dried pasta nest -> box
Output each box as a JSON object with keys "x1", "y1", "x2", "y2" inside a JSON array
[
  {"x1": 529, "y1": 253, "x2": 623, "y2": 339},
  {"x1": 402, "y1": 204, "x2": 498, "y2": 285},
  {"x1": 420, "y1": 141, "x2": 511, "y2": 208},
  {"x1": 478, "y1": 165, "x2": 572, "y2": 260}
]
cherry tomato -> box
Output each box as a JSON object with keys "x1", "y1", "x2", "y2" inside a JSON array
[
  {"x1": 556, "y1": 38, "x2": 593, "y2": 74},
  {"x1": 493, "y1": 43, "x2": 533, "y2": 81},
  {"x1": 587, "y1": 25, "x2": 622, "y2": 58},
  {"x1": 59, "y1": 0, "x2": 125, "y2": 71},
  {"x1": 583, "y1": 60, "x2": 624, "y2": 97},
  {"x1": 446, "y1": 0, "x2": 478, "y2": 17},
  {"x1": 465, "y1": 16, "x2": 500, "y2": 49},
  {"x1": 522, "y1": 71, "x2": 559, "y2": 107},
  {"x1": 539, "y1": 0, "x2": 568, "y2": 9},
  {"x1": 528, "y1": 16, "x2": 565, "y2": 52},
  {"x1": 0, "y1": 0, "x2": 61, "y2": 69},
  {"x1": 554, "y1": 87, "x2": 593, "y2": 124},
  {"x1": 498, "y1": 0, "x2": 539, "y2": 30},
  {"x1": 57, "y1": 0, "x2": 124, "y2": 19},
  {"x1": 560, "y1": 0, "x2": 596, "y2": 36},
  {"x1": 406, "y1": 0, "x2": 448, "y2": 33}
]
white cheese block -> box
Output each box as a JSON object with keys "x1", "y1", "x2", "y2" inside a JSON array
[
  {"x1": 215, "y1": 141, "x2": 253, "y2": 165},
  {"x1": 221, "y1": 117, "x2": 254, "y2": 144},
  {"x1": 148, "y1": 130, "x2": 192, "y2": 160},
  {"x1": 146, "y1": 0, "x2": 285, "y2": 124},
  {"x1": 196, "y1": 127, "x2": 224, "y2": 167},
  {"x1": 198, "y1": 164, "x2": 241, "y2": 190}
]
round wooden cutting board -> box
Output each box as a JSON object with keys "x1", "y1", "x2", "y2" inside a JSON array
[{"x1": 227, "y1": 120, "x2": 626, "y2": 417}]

──────────

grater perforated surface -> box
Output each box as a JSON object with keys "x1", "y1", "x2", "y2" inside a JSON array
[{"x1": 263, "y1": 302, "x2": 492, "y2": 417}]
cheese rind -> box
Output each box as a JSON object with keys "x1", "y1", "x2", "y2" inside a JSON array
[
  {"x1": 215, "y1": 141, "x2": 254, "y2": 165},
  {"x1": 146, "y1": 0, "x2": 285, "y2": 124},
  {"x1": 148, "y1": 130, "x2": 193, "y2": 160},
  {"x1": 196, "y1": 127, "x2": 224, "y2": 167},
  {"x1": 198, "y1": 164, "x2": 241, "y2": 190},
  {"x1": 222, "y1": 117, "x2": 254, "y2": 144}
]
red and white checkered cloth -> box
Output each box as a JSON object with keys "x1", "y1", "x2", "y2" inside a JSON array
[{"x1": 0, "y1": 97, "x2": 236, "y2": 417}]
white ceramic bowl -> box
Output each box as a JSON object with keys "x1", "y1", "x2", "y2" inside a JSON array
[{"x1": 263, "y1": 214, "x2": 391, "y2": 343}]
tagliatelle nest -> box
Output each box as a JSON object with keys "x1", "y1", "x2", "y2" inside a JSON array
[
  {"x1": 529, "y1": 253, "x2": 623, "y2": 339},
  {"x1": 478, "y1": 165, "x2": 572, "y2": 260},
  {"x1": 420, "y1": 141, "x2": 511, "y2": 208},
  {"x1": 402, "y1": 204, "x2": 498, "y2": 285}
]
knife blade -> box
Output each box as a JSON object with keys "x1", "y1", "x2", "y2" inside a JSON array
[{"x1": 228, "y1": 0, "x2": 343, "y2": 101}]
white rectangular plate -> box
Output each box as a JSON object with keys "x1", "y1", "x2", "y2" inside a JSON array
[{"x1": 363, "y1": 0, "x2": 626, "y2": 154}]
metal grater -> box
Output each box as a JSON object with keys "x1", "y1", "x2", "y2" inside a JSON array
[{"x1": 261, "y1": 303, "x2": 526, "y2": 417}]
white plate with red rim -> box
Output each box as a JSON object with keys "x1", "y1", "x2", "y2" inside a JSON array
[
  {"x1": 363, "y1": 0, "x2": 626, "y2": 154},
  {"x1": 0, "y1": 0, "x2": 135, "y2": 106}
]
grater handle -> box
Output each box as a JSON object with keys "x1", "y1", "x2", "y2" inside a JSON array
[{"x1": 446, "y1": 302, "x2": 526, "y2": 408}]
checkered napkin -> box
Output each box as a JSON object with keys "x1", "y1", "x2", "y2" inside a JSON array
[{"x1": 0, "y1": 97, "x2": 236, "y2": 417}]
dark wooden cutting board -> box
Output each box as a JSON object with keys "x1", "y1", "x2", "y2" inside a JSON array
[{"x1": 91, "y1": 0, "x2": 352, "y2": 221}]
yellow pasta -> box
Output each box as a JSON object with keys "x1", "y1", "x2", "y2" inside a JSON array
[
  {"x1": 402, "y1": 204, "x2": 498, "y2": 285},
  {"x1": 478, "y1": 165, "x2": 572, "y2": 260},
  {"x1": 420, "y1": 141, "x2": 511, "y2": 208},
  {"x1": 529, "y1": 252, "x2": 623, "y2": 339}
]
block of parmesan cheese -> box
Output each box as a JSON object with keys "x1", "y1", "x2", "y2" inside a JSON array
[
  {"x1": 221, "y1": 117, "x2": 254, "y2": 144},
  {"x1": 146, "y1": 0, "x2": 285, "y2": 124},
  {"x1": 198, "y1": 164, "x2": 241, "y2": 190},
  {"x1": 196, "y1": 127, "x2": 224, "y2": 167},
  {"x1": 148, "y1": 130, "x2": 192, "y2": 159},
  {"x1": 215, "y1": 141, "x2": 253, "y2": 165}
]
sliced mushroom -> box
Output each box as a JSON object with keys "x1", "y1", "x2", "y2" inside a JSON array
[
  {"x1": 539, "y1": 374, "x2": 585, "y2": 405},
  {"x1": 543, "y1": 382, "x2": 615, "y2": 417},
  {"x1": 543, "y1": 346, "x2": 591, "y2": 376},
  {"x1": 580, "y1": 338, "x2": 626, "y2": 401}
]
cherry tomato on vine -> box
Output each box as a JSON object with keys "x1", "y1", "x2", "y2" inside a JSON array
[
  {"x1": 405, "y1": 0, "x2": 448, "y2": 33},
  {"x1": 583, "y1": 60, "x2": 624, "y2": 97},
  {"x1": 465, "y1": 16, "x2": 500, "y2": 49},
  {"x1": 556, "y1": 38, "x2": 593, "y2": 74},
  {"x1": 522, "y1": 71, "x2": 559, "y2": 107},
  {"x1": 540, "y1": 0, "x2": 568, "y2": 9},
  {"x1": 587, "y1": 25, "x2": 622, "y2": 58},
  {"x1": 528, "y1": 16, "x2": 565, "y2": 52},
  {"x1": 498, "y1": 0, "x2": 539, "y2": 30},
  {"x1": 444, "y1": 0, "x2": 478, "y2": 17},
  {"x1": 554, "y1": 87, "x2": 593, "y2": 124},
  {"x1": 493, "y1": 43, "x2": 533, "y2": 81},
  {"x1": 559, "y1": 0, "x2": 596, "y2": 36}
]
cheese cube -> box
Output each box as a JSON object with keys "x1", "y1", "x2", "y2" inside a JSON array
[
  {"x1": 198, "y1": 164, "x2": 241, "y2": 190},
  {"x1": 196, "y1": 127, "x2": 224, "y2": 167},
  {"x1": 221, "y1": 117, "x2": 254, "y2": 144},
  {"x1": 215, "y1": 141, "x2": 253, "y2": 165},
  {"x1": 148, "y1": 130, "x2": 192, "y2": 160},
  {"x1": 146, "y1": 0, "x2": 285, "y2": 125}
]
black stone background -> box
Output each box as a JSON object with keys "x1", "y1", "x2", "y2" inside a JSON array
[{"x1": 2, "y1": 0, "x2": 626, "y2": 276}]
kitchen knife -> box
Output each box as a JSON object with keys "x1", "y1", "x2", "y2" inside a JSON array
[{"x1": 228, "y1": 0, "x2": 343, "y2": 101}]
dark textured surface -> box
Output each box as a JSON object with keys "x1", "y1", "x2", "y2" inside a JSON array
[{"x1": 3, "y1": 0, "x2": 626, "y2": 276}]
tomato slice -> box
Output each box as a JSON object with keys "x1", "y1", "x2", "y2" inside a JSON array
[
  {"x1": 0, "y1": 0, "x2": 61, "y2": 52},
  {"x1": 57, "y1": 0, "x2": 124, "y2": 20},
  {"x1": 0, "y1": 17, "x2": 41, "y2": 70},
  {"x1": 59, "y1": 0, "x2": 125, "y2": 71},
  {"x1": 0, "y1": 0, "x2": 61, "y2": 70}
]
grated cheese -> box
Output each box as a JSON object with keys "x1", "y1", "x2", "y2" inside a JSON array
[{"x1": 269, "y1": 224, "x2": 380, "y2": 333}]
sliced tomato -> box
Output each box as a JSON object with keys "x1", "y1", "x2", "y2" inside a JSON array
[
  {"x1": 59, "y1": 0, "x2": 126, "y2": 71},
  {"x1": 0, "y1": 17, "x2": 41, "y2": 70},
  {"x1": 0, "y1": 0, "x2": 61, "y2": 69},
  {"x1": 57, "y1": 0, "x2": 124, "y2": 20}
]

──────────

Identify each line in the records above that contains the word "cutting", and copy those lines. Case counts, so a line matches only when the letters agree in case.

Reply:
round wooden cutting board -> box
dark wooden cutting board -> box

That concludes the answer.